#### [TRY IT]
Send every record back word for word.

[Stored data entries]
▶

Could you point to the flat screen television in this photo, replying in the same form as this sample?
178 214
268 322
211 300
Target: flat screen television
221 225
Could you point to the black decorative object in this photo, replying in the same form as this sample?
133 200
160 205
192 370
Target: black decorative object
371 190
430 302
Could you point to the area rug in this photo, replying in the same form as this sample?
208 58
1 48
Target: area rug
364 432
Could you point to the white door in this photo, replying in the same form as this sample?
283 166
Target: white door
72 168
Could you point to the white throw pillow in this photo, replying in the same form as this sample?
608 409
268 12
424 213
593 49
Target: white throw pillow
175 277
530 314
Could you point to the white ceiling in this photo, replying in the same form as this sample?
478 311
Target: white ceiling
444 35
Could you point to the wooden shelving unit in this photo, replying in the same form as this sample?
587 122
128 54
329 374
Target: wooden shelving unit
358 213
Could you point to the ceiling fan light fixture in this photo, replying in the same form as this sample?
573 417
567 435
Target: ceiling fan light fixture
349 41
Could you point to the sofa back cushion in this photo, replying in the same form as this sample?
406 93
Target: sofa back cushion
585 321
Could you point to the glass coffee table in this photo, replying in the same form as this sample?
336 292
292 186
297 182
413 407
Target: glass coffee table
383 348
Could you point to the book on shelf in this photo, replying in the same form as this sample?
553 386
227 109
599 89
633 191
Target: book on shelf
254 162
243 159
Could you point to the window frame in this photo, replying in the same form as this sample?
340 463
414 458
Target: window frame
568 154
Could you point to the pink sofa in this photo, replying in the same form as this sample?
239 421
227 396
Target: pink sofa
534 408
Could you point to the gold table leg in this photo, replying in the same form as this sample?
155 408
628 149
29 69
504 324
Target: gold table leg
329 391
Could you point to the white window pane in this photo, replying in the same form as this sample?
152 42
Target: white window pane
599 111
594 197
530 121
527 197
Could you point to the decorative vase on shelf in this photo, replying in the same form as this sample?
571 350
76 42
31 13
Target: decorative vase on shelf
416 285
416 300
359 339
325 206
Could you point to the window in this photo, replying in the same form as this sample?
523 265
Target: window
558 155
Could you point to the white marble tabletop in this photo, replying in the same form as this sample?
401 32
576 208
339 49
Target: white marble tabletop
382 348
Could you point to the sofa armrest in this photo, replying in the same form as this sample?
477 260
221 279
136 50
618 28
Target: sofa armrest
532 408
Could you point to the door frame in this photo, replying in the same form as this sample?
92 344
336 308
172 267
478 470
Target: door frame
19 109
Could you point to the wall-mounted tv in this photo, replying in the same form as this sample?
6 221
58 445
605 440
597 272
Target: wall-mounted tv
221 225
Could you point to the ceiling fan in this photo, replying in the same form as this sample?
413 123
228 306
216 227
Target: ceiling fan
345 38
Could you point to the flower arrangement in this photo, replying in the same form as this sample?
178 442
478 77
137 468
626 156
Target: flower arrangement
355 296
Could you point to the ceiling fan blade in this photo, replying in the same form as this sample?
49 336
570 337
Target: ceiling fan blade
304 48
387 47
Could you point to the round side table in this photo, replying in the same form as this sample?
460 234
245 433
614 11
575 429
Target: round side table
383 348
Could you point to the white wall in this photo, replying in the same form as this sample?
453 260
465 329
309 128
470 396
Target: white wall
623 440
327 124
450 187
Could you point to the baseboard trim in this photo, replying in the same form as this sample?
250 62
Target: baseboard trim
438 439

◀

#### [TASK RESPONSE]
Could you point to the flat screen television in this photo, replying in the same form as this sample?
178 214
268 322
211 300
Target: flat screen television
221 225
Could you point to the black decorative object in this photo, replying in the same form as this sample?
133 200
160 205
192 370
Target: black decorative object
371 190
430 302
Could you point to the area rug in this photo, replying in the same form as this sample?
208 58
1 48
Target: area rug
364 432
Could you point to the white door in this photo, replying in the same form as this sample?
283 166
Target: white door
72 168
Could you point to the white throw pillow in this photo, replying in the same form as this sample?
608 409
268 12
424 213
593 49
Target: white throw pillow
175 277
530 314
Could you point to the white ceiling in this photo, replying in the same form as this sample?
478 311
Target: white ceiling
444 35
Could you point to the wooden shelving unit in this photo, replying in the same form as this sample?
587 122
128 54
329 374
Target: wooden shelving unit
358 213
Could you point to the ceiling fan light fixture in this photo, replying in the same form as this sample?
573 417
567 435
Target: ceiling fan light fixture
349 41
Could you point to the sofa back cushion in this photo, replying in the same form as this sample?
406 93
Target: sofa back cushion
585 321
Could you point to the glass coffee table in this photo, replying in the same form as this sample?
336 292
292 186
297 182
413 407
Target: glass coffee table
383 348
Could you point to the book on shelf in this photo, replying in the same form as this sample?
553 386
227 109
599 89
633 191
Target: book on shelf
254 162
243 159
Could you point to the window frame in this photo, replying in the same form as this sample?
340 463
414 458
Target: window frame
568 154
Could you point to the pink sofa in this photo, replying in the same form as this sample?
239 421
227 396
Target: pink sofa
534 408
Could you point to the gold table leg in this photo, replying in the same form as this sample?
155 408
628 149
29 69
504 324
Target: gold table leg
329 391
Could you point to the white window pane in this photo, replying in the same form as this sample?
152 42
Target: white window pane
599 111
594 197
530 121
527 197
Could you point to the decorative vase on shelf in this photo, replying in the same form as this sample?
571 350
76 42
31 13
Target: decorative vase on shelf
416 285
416 300
359 339
325 206
Could you point to the window in this photo, replying in the same form as this sample?
523 265
Target: window
558 155
Could you point to the white marble tabletop in this photo, replying in the same form as this sample?
401 32
576 208
339 49
Target: white marble tabletop
382 348
Could you point to the sofa armrest in this photo, replying in the same form as this sample?
477 260
221 279
136 50
618 28
Target: sofa armrest
532 408
Could you point to the door frame in this photo, replying in the same form as this sample?
92 344
336 308
172 267
478 470
Target: door frame
19 109
Could you point to the wall-mounted tv in this photo, replying in the same form as this sample?
6 221
58 445
605 440
597 272
Target: wall-mounted tv
221 225
Could you point to the ceiling fan in this photo, replying in the same form as this sample?
413 123
228 306
216 227
Target: ceiling fan
345 38
Could you point to the flower arrangement in this photo, replying in the same form as this sample?
178 442
478 77
137 468
626 156
Target: flower arrangement
355 296
Could you point to the ceiling fan blade in this photo, replying in the same form as this sample?
49 336
570 337
Target: ceiling fan blade
304 48
387 47
Could you point to the round side table in this photo, replying in the same form as this sample?
460 234
245 433
614 11
575 429
Target: round side table
383 348
Could you point to the white wall in this photo, replying in the same form as this sample?
453 260
465 329
309 128
470 396
Target: white wall
623 440
327 124
450 187
Could you point to the baseboard trim in this photo, replying in the same form as this sample?
250 62
Target: baseboard trim
438 439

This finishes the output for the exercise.